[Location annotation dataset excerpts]
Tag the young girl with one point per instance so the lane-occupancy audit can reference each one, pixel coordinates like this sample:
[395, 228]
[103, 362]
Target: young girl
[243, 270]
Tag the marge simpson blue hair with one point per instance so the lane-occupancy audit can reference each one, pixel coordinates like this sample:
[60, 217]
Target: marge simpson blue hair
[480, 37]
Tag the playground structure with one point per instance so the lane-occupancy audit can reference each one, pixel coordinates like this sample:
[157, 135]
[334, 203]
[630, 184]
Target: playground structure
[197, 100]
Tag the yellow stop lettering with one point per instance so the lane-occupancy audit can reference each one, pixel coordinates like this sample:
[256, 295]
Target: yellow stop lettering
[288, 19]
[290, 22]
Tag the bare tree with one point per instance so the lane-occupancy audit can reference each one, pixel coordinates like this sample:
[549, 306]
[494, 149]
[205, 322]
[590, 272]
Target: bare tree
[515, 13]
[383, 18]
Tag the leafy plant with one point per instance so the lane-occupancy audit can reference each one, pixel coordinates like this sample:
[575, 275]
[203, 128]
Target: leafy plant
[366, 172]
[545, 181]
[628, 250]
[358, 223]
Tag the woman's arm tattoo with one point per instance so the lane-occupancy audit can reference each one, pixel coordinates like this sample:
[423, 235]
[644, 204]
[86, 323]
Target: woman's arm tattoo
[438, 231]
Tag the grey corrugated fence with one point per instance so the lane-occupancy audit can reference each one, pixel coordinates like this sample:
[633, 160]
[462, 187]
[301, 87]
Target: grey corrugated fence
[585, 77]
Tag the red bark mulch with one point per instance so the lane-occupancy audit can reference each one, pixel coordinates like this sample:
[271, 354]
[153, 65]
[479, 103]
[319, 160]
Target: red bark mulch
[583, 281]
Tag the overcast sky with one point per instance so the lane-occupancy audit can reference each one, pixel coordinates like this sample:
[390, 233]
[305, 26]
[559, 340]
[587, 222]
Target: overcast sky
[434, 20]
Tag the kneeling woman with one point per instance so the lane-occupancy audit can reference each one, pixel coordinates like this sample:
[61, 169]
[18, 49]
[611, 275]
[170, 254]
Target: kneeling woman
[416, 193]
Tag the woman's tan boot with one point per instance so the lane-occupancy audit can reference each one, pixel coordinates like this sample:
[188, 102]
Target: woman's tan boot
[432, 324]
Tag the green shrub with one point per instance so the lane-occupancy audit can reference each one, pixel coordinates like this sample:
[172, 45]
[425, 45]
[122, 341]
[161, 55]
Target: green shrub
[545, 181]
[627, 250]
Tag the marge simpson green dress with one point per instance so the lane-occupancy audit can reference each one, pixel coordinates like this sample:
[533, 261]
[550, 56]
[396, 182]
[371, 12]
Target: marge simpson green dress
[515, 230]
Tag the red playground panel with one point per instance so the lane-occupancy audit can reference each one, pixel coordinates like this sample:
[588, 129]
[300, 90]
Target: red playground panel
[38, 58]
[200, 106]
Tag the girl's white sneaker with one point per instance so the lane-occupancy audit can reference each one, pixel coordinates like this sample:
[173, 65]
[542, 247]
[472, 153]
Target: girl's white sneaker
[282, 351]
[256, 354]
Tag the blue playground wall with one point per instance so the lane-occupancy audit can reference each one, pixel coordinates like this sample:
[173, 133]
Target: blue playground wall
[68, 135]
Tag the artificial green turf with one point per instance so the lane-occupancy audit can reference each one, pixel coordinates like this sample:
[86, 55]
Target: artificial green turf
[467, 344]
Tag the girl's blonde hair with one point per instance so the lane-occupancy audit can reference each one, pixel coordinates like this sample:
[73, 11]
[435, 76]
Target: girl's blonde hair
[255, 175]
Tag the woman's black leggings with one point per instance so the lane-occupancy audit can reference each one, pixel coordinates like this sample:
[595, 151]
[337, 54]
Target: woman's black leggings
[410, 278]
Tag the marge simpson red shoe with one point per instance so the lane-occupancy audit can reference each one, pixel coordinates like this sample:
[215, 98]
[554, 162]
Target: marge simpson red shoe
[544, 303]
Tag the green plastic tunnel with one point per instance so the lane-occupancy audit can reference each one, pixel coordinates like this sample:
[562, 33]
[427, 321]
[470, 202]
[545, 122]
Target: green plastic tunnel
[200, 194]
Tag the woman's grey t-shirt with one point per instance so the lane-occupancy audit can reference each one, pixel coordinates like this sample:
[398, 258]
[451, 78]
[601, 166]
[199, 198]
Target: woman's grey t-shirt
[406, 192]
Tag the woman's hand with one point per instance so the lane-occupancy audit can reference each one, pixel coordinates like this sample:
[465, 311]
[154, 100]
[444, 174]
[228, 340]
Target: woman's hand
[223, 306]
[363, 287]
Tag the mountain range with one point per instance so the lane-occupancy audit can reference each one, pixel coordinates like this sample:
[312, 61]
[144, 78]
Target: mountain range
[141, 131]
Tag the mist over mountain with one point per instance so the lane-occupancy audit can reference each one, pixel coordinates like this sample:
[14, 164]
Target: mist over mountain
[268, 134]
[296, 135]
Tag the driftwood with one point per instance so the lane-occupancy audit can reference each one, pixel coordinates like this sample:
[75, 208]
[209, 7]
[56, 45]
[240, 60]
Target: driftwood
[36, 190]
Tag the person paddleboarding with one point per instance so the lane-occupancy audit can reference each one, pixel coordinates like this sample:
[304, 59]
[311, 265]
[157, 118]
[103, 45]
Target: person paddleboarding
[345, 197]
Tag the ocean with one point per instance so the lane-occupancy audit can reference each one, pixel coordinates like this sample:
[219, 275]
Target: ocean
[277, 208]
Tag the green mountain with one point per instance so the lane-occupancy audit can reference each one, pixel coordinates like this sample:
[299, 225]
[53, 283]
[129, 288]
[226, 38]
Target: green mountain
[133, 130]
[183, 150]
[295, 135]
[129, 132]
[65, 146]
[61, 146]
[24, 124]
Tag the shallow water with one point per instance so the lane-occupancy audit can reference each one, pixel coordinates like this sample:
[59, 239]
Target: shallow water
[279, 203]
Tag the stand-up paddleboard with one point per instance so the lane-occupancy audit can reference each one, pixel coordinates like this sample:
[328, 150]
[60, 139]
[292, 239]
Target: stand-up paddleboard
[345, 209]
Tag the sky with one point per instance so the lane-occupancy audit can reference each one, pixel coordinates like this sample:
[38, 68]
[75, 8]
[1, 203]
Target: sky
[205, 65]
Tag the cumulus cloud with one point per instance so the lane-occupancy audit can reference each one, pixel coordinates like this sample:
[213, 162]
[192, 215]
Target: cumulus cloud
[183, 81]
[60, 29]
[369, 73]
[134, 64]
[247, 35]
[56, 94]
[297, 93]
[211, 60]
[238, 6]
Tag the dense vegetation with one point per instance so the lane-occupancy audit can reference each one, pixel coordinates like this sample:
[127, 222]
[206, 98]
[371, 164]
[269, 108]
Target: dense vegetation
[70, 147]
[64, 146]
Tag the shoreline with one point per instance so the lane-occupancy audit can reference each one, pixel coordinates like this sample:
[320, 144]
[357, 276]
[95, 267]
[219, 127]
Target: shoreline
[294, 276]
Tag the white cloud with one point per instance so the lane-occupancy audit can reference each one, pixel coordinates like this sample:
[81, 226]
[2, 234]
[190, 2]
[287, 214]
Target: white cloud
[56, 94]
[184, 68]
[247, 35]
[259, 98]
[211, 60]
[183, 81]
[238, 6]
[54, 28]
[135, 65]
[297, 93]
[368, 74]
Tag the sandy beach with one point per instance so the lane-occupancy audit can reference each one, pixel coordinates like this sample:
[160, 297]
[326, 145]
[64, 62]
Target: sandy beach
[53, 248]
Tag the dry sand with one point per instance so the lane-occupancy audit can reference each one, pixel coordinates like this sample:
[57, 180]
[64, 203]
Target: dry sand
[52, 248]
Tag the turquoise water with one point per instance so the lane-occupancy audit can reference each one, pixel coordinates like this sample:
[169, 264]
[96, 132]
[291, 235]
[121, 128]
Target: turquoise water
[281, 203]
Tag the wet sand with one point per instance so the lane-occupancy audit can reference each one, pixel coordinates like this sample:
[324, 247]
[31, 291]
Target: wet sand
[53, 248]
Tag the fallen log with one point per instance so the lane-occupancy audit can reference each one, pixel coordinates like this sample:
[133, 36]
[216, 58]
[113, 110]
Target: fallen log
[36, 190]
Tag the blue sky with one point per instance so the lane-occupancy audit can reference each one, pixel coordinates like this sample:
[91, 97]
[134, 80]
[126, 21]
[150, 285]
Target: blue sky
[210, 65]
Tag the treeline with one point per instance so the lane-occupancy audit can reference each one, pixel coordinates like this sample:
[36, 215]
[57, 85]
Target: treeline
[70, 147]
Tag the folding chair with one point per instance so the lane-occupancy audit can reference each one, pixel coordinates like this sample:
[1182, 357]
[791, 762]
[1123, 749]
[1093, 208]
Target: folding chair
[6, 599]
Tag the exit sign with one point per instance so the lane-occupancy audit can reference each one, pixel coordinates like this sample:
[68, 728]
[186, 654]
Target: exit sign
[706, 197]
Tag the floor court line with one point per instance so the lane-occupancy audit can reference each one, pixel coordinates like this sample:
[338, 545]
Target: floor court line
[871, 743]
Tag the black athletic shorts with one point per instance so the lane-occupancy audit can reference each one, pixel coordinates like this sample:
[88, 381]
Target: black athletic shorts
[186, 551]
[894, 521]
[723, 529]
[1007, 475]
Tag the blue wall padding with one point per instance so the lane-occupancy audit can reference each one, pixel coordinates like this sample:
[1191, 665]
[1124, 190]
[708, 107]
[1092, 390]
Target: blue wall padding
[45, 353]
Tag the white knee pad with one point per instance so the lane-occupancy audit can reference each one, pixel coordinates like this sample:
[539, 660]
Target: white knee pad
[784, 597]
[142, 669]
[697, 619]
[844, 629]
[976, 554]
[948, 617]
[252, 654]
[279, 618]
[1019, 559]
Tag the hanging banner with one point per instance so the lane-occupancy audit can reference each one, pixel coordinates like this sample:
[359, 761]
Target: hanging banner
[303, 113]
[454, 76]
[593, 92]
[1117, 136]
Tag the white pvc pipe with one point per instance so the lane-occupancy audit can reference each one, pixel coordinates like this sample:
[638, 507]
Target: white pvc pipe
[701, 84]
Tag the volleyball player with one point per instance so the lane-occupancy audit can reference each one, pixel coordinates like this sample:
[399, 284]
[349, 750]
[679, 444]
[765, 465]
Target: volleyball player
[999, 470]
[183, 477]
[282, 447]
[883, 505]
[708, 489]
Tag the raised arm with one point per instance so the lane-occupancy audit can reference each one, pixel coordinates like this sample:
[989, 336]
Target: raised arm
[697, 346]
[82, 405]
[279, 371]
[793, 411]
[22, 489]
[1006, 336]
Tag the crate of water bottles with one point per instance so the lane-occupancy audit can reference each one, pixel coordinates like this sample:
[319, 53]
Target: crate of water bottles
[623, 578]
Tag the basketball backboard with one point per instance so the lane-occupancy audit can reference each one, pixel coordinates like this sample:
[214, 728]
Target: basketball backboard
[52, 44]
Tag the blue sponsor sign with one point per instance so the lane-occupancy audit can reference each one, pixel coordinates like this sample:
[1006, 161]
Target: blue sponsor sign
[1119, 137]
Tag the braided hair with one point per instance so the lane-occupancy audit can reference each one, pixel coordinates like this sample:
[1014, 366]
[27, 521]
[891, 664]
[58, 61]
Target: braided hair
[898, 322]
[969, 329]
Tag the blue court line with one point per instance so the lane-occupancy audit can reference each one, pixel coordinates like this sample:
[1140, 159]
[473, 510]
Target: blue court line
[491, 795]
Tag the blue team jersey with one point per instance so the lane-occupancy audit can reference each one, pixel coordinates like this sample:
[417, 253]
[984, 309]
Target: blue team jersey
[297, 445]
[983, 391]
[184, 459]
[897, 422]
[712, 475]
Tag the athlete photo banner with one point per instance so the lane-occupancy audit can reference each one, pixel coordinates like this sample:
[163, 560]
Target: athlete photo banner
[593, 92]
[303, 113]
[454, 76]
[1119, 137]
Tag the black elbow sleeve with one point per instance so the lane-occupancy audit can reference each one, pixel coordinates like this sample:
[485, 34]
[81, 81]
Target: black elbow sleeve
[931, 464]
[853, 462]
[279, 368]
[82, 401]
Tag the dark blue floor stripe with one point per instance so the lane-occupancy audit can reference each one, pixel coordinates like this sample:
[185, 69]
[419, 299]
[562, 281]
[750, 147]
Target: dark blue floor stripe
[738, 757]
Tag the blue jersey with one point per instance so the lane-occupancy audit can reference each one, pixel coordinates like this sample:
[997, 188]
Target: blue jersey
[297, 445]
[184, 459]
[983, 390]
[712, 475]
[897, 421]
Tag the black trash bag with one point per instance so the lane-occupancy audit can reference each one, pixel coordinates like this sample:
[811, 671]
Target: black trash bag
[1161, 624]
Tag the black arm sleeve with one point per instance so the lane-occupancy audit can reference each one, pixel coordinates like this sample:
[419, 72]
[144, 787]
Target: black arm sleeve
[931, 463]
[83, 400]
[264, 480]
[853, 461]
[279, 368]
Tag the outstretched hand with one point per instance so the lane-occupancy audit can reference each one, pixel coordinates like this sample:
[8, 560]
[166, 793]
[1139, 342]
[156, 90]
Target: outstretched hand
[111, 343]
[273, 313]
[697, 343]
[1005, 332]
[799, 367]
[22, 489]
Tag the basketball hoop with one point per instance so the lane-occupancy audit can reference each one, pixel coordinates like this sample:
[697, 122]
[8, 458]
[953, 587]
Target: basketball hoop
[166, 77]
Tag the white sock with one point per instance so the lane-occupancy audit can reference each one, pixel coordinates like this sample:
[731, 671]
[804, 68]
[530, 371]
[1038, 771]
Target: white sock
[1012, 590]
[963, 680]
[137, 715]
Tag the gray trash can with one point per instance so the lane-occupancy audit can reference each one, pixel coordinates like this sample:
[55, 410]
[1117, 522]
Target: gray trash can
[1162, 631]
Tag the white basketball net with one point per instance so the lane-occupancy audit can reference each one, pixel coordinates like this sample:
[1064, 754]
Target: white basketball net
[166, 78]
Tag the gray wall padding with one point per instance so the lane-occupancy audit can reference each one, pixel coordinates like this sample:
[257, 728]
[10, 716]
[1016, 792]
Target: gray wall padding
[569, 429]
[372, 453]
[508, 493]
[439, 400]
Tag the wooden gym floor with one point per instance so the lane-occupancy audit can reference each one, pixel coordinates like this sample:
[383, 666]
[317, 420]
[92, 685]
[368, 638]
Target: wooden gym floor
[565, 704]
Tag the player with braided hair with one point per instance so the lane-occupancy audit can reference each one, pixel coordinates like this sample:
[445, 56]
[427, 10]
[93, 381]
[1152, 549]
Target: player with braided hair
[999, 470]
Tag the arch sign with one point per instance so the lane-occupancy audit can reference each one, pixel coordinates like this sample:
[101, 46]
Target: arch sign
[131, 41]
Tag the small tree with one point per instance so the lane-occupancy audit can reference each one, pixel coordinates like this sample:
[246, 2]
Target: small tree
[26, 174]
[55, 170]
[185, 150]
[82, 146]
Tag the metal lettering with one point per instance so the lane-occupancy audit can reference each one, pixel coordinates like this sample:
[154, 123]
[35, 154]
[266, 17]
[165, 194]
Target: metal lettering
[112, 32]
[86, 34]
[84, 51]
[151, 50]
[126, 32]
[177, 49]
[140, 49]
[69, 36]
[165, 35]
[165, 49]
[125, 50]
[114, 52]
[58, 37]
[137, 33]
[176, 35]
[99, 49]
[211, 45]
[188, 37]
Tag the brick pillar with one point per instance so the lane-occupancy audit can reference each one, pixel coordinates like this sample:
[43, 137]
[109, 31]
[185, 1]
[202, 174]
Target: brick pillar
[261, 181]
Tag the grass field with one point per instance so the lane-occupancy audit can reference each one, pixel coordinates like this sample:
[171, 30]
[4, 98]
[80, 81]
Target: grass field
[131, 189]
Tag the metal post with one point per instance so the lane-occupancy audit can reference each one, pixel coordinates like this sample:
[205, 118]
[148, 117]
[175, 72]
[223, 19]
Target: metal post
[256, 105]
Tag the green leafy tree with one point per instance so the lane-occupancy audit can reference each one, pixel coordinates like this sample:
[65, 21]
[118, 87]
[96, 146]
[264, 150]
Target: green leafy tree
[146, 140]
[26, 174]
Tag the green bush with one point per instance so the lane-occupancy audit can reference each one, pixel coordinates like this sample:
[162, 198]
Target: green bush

- _Instruction_:
Write out the entries between the lines holding "Tag the blue sky" and "[1117, 136]", inclusive, and swap "folding chair" for "stacking chair" wherever it occurs, leaving everything else as is.

- _Finished answer_:
Tag the blue sky with one point per instance so the lane-occupancy audit can reference each one, pixel coordinates like this sample:
[91, 97]
[134, 80]
[126, 21]
[150, 285]
Target: blue sky
[210, 65]
Tag the treeline with one point per instance so the lane-occupancy audit can reference each one, pixel coordinates like this sample:
[36, 215]
[57, 85]
Target: treeline
[70, 147]
Tag the stacking chair with one point per instance so the lane-occupancy audit can reference each one, pixel coordinates like this sample:
[1182, 357]
[791, 762]
[1123, 749]
[1093, 208]
Target: stacking chair
[6, 599]
Tag the exit sign with one point per instance so the lane-occupancy audit can reference each one, pixel coordinates like this sample:
[68, 728]
[186, 654]
Target: exit sign
[706, 197]
Tag the floor court line with one point per instance so the lane-occupancy audit can reference each one, pixel coordinates like this sample:
[338, 545]
Target: floor court line
[871, 743]
Tag the black athletic shorts with one point per instance so the lane-occupancy audit can reference each one, pixel coordinates like this sample:
[88, 381]
Target: black athletic shorts
[186, 551]
[894, 521]
[723, 529]
[1007, 475]
Tag the blue wall padding with one point per instance so the lane-occupancy audit can reference each one, pixel coordinates like this sample:
[1191, 665]
[1124, 190]
[708, 107]
[1092, 390]
Target: blue wall padding
[45, 353]
Tag the white knee pad with one point per instance so the lane-occupancy audit can reference each one, pixel coordinates like this sample:
[539, 660]
Target: white knee pad
[784, 597]
[142, 669]
[697, 619]
[844, 629]
[976, 554]
[948, 617]
[252, 654]
[279, 618]
[1019, 559]
Tag the hanging banner with one point per instance so the lane-occupancy audit can reference each one, pixel coordinates like this sample:
[359, 761]
Target: hanging banner
[303, 113]
[454, 76]
[593, 92]
[1117, 136]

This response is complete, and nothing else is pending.